__Request__
Copy the text of every entry below word for word, leaving out the pictures.

— Begin Stored data —

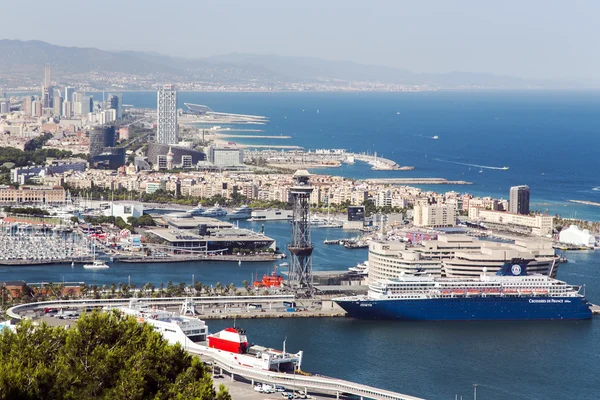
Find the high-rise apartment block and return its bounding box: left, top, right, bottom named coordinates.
left=156, top=85, right=178, bottom=144
left=106, top=93, right=123, bottom=119
left=508, top=185, right=530, bottom=215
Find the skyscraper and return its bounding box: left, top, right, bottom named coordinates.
left=508, top=185, right=530, bottom=215
left=44, top=64, right=52, bottom=88
left=42, top=64, right=53, bottom=108
left=52, top=95, right=63, bottom=116
left=156, top=85, right=178, bottom=144
left=21, top=96, right=33, bottom=117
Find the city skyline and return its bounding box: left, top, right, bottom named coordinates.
left=0, top=0, right=600, bottom=79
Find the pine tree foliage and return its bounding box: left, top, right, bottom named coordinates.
left=0, top=312, right=231, bottom=400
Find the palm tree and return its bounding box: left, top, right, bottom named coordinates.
left=215, top=282, right=223, bottom=294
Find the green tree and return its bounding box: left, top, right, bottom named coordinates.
left=0, top=312, right=231, bottom=400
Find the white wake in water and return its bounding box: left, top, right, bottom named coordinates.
left=434, top=158, right=508, bottom=171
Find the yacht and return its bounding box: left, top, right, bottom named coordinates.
left=83, top=260, right=110, bottom=269
left=202, top=204, right=227, bottom=217
left=227, top=204, right=252, bottom=219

— End Stored data —

__Problem solution__
Find the high-rise apartment block and return its bounding box: left, top, right, bottom named coordinates.
left=156, top=85, right=178, bottom=144
left=106, top=93, right=123, bottom=119
left=508, top=185, right=530, bottom=215
Find the skyscraper and return its bounding box: left, top, right, bottom named coordinates.
left=508, top=185, right=530, bottom=215
left=44, top=64, right=52, bottom=88
left=42, top=64, right=53, bottom=108
left=52, top=95, right=63, bottom=116
left=156, top=85, right=178, bottom=144
left=21, top=96, right=33, bottom=117
Find the city skyline and return its bounding box: left, top, right, bottom named coordinates.
left=0, top=0, right=600, bottom=79
Find the pine tree foliage and return its bounding box: left, top, right, bottom named coordinates.
left=0, top=312, right=231, bottom=400
Find the palm tree and return its bounding box: left, top, right, bottom named coordinates.
left=215, top=282, right=223, bottom=294
Find the green tree and return its bounding box: left, top, right, bottom named coordinates.
left=0, top=312, right=231, bottom=400
Find the white wake in water and return its bounding box: left, top, right, bottom named coordinates.
left=434, top=158, right=508, bottom=171
Find the yacht and return its bounding box: left, top, right, bottom named coordinates.
left=83, top=260, right=110, bottom=269
left=202, top=204, right=227, bottom=217
left=227, top=204, right=252, bottom=219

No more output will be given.